---------- DOCUMENT PASSAGE

Check if LLM output is grounded in the provided RAG context. Uses keyword overlap scoring as a lightweight alternative to semantic similarity — no additional LLM calls required.

from sagewai.safety.hallucination import HallucinationGuard

agent = UniversalAgent(
    name="grounded-agent",
    model="gpt-4o",
    memory=rag_engine,
    guardrails=[
        HallucinationGuard(
            threshold=0.3,  # Minimum grounding score (0-1)
            action="warn",  # warn, block, or escalate
        ),
    ],
)

How It Works

  1. The agent generates a response based on RAG context
  2. HallucinationGuard compares the response against the RAG context
  3. It calculates a grounding score (0.0 to 1.0) based on keyword overlap
  4. If the score falls below the threshold, the configured action triggers

Configuration

ParameterTypeDefaultDescription
thresholdfloat0.3Minimum grounding score. Lower = more permissive
actionstr"warn""block", "warn", or "escalate"

Note: The hallucination guard only triggers when RAG context is available (via the rag_context key in the guardrail context dict). Without RAG context, it always passes.

Tuning the Threshold

  • 0.1 - 0.2: Very permissive. Only flags responses with almost no overlap with context.
  • 0.3 - 0.5: Balanced. Good default for most applications.
  • 0.6 - 0.8: Strict. May flag valid responses that paraphrase context heavily.
  • 0.9+: Very strict. Only accepts near-verbatim responses.

ContentFilter

Block messages containing specific words or patterns:

from sagewai.safety.guardrails import ContentFilter

agent = UniversalAgent(
    name="filtered-agent",
    model="gpt-4o",
    guardrails=[
        ContentFilter(
            blocklist=["password", "secret", "confidential"],
            patterns=[r"\d{3}-\d{2}-\d{4}"],  # SSN pattern
            action="block",
        ),
    ],
)

The ContentFilter checks both the blocklist (exact word match) and regex patterns. If any match is found, the configured action triggers.


TokenBudgetGuard

Prevent agents from exceeding a cost budget per request:

from sagewai.safety.guardrails import TokenBudgetGuard

agent = UniversalAgent(
    name="budget-agent",
    model="gpt-4o",
    guardrails=[
        TokenBudgetGuard(max_usd=1.0),
    ],
)

The TokenBudgetGuard tracks estimated token costs during the agent loop and blocks further processing when the budget is exceeded.


OutputSchemaGuard

Validate that the agent's output matches a specific JSON schema:

from sagewai.safety.guardrails import OutputSchemaGuard

schema = {
    "type": "object",
    "required": ["title", "body"],
    "properties": {
        "title": {"type": "string"},
        "body": {"type": "string"},
    },
}

agent = UniversalAgent(
    name="structured-agent",
    model="gpt-4o",
    guardrails=[OutputSchemaGuard(schema=schema)],
)

--------------------

• **EXERCISE 1**: Name every guardrail class that the guardrails documentation covers.
• **EXERCISE 2**: In the guardrails documentation, what does the hallucination guard do when no RAG context is available?

---------- SOURCE DATA

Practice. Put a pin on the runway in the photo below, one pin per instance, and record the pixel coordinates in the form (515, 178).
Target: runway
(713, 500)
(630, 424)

--------------------

• **RESPONSE AREA 1**: HallucinationGuard, ContentFilter, TokenBudgetGuard, OutputSchemaGuard

• **RESPONSE AREA 2**: It always passes.